WHAT TO DO:
What is needed is the full set of records, word for word, with no pictures.
RAW DATA START
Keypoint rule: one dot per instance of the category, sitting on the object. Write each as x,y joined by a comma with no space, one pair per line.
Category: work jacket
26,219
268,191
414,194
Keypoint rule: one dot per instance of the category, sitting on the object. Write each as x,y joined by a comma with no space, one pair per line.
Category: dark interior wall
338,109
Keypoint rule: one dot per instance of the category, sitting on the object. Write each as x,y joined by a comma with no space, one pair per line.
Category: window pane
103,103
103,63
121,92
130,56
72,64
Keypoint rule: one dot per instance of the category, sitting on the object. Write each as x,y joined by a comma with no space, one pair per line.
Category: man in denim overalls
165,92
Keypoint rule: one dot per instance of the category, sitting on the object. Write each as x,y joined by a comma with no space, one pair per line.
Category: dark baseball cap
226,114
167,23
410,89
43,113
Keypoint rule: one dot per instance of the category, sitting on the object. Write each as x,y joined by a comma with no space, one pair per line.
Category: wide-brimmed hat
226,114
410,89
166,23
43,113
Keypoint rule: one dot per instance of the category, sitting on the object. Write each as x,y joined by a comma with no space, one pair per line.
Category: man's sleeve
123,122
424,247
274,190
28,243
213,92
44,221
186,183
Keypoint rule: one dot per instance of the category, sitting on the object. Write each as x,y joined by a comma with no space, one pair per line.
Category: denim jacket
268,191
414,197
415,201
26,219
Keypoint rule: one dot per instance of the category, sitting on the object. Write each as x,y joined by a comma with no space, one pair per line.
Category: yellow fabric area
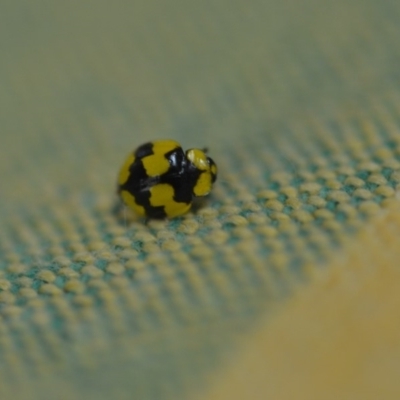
340,336
156,164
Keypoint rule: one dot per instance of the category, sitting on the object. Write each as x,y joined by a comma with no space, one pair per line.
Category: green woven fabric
299,104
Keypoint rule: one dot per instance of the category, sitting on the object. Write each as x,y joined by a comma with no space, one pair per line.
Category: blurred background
285,94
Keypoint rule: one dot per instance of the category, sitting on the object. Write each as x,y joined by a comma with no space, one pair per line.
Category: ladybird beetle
160,180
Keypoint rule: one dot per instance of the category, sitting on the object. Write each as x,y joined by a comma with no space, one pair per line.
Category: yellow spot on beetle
156,163
129,200
198,158
163,195
124,171
203,185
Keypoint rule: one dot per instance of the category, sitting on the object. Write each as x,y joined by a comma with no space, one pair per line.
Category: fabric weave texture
299,105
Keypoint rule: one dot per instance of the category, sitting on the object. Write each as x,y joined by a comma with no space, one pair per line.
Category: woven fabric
299,105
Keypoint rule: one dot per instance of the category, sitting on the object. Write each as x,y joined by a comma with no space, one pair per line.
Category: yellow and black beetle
160,180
RAW DATA END
WRITTEN SOLUTION:
Keypoint rule: one dot per instance of the category, sitting on the object. Write each as x,y joined by a comma with no space, one pair per line.
Category: work jacket
26,219
268,191
414,194
Keypoint rule: one dot per instance of the category, sitting on the object. Write each as x,y joined by a comma with no space, one pair per line.
Category: dark interior wall
338,109
Keypoint rule: one dot per instance of the category, sitting on the object. Write each as x,y joined by a comma with no space, one pair per line.
Category: window pane
103,103
103,63
121,92
130,56
72,64
Keypoint rule: one dot per instance of the category, sitting on the object. Write each as x,y joined by a comma with no space, one pair per line.
Category: man in denim overalls
165,92
Keypoint rule: one dot per instance of the category, sitting on the object. Write each as x,y joined by a comma with no space, one pair per line.
Category: dark baseball cap
226,114
167,23
410,89
43,113
Keypoint rule: one dot per instance of the category, sitting on the object. Write each as x,y joined by a comma with no space, one pair per line.
Category: wide-brimmed hat
226,114
410,89
166,23
43,113
Keypoint rule: one dot per instance of the category, sitting on the object. Write each as x,y joined by a comma with no space, one pair per line.
Category: man's sleeve
123,122
424,247
274,190
28,243
213,92
44,221
186,183
Keypoint rule: one dot per instance of the category, sitting on the object. Write each as x,y joined by a comma with no space, one pair per line.
Category: denim jacket
268,191
414,197
415,201
26,219
Keypoint rule: one dot per instance of the category, sitting on the object. Write each as x,y joined by a comma with no space, one pair per line.
Category: yellow fabric area
340,336
156,164
Keypoint rule: one dot per instance of the category, sitting on the object. Write each as x,y joined by a comma with no space, one pair per line.
Category: green woven fabric
299,104
Keypoint rule: one dot per instance of the category, sitting on the object. Write each as x,y joined by a comma with no space, one pair per line.
Category: blurred background
285,94
Keypoint rule: one dot per instance of the category, sitting on the object. Write each as x,y joined by a comma with no space, one pair per line.
Category: ladybird beetle
160,180
Keypoint rule: one dot per instance of the category, sitting on the object. Write each as x,y joined by a comma with no space, one pair per line.
Category: yellow spot on beetle
156,163
129,200
198,158
163,195
124,171
203,185
Keypoint rule: one dot per instance of the category, sitting on the object. Write each as x,y joined by a comma with no space, one pair per line.
Category: fabric weave texture
299,105
Keypoint rule: one dot per instance of the category, sitting on the object. Write each as x,y joined by a comma with no space, one pair per line.
Category: woven fabric
299,105
Keypoint rule: one dot per instance of the category, sitting on the object. Write each as x,y joined by a comma with no space, one pair per line.
Category: yellow and black beetle
160,180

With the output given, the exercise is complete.